***** Records for the task *****
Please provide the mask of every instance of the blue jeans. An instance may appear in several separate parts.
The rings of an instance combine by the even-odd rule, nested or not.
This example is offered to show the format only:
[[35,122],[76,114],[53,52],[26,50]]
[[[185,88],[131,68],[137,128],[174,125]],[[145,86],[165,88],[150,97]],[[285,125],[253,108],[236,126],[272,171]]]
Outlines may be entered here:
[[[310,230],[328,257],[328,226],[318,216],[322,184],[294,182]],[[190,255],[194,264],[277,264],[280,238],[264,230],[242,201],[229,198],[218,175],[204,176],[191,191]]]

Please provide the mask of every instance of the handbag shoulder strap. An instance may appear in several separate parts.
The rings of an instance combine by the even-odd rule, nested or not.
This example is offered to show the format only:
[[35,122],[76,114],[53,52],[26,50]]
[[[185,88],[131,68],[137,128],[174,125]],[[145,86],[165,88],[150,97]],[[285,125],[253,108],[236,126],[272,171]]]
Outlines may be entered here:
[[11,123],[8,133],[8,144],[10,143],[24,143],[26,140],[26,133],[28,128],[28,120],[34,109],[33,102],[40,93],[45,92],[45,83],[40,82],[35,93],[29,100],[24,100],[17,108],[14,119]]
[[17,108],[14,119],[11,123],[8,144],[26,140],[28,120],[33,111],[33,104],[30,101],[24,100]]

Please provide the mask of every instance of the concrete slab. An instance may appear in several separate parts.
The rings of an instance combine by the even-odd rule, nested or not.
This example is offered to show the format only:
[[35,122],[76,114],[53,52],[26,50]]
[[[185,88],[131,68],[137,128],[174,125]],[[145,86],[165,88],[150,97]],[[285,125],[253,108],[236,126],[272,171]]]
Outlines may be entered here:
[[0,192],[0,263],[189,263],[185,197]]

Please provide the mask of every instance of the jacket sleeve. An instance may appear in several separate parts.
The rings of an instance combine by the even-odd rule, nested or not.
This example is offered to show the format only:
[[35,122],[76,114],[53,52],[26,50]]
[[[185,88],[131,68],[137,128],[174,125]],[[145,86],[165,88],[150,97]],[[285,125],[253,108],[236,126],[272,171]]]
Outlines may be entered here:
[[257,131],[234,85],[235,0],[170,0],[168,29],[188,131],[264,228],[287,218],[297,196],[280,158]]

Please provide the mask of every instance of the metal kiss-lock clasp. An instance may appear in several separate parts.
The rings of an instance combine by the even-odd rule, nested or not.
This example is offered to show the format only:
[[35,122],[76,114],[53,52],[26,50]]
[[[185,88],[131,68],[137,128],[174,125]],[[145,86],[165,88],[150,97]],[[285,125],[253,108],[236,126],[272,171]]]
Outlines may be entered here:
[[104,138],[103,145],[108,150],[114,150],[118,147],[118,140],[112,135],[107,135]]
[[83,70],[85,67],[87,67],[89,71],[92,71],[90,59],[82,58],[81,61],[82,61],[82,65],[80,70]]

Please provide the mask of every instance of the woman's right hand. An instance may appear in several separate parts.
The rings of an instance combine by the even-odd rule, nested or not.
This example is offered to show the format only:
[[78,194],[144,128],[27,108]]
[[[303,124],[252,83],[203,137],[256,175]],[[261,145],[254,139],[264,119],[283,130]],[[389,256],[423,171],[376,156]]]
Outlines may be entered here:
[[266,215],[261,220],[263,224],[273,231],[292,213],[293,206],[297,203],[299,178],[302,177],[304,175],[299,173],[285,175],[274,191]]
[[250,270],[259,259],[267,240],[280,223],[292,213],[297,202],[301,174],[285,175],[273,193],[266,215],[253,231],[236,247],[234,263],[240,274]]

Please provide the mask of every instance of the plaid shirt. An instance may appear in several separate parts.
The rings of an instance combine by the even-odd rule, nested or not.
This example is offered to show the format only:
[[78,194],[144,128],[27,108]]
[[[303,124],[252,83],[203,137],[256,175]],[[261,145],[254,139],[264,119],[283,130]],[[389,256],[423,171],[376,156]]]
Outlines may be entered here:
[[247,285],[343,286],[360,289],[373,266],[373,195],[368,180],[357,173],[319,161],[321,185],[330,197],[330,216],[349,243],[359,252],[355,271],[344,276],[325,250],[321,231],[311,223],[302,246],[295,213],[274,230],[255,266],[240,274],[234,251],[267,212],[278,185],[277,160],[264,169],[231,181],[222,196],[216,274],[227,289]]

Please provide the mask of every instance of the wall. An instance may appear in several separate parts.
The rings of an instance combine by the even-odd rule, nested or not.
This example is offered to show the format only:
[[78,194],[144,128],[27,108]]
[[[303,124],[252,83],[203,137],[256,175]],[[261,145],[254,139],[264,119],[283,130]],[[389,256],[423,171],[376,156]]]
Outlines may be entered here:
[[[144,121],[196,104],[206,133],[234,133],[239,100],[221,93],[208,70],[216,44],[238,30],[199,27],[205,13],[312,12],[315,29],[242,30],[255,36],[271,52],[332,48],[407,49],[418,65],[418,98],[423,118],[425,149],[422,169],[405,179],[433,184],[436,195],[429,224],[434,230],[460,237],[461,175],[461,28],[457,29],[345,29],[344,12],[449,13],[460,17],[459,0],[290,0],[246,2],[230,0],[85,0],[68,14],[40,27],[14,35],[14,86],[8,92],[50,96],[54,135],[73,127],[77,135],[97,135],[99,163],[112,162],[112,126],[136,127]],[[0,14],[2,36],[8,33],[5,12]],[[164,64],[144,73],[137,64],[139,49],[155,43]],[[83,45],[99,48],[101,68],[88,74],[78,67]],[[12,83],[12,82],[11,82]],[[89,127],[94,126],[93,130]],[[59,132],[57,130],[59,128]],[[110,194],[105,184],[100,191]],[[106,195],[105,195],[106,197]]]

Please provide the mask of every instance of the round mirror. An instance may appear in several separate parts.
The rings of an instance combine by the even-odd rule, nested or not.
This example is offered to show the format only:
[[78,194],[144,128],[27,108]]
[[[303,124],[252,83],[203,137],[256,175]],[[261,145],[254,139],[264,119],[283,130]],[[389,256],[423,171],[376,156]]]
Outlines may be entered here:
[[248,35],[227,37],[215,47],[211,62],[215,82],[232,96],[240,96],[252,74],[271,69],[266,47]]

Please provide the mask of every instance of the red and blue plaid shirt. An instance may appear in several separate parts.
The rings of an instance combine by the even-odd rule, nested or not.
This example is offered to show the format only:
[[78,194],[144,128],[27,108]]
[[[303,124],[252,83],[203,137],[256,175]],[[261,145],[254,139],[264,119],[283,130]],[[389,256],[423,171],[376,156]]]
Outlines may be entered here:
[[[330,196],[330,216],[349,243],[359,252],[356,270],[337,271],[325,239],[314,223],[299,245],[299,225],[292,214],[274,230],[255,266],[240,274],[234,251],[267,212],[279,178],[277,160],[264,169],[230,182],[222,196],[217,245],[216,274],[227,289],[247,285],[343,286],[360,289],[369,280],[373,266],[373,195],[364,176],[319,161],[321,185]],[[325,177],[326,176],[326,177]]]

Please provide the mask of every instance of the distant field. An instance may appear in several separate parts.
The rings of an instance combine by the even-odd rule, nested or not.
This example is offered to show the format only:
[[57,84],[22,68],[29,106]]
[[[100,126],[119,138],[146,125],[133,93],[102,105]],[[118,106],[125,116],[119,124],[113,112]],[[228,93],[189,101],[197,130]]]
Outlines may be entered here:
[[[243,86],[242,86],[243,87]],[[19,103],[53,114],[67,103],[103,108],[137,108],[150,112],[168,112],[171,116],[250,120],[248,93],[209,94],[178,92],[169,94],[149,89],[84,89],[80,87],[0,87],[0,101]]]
*****
## To do
Find each line in the records holding the string "shirt" and show it.

## Answer to the problem
Please provide the mask of every instance of the plaid shirt. An instance may appear in several separate parts.
Please provide the mask of every instance of the red and blue plaid shirt. An instance may appear in several separate parts.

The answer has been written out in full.